Extract provided
-.-.-
On Saturday night, I looked out upon a standing-room-only audience, people fidgeting and giddy, barely able to conceal the significance of what was about to occur. I was onstage at Harvard University electric and buzzing, flanked by three distinguished professors – Judith Butler, Steven Cohen and Shaul Magid – the four of us representing various streams of Zionist, post-Zionist, and anti-Zionist thought.
At first, I was awed by the company I had been asked to join, thinking, What on earth am I doing here? That thought was quickly replaced by another as the room erupted with boisterous cheers when a student organizer stepped to the microphone; this is a historic moment, a thought I Tweeted when the feeling came over me, and five days removed I still deeply believe.
So what occurred that was so historic? On Saturday night, a grassroots-led and student-driven movement called Open Hillel launched a three-day conference, determined to create what Jewish institutions have largely refused to permit: dynamic spaces where both Zionists and anti-Zionists can come together and discuss Israel as equals, and with equally valuable perspectives as respected members of the American Jewish community.
-.-.-
Collected material
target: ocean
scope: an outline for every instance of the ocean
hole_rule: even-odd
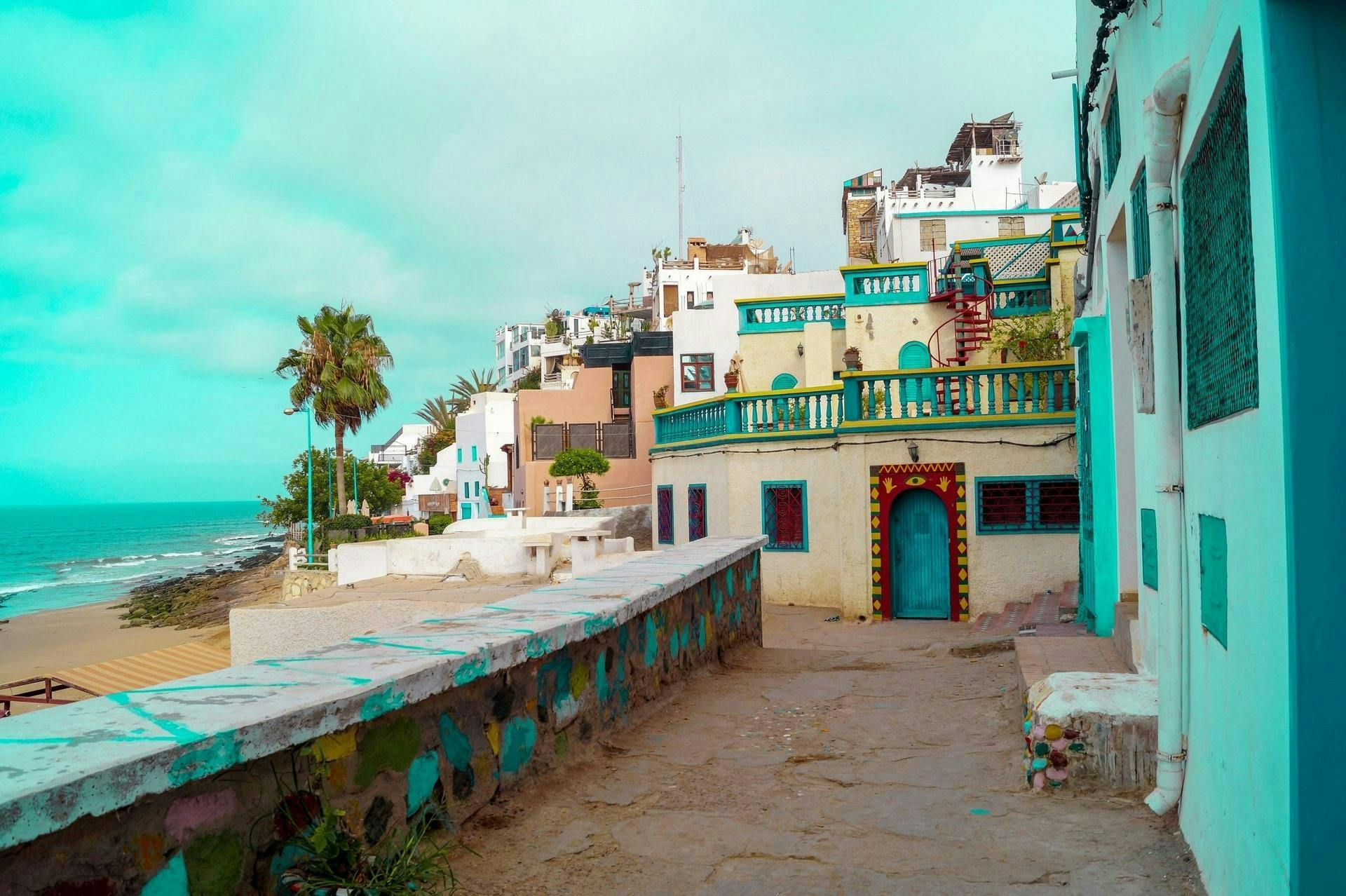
-.-.-
The task
Using the account of the Open Hillel conference, decide whether each statement agrees with it: (a) The conference ran for three days. (b) The narrator shared the stage with four professors. (c) Within a few days, the narrator no longer felt the event was historic. Answer yes or no for each and quote the deciding words.

Output for this exercise
(a) Yes: "launched a three-day conference"
(b) No: "flanked by three distinguished professors"
(c) No: "five days removed I still deeply believe"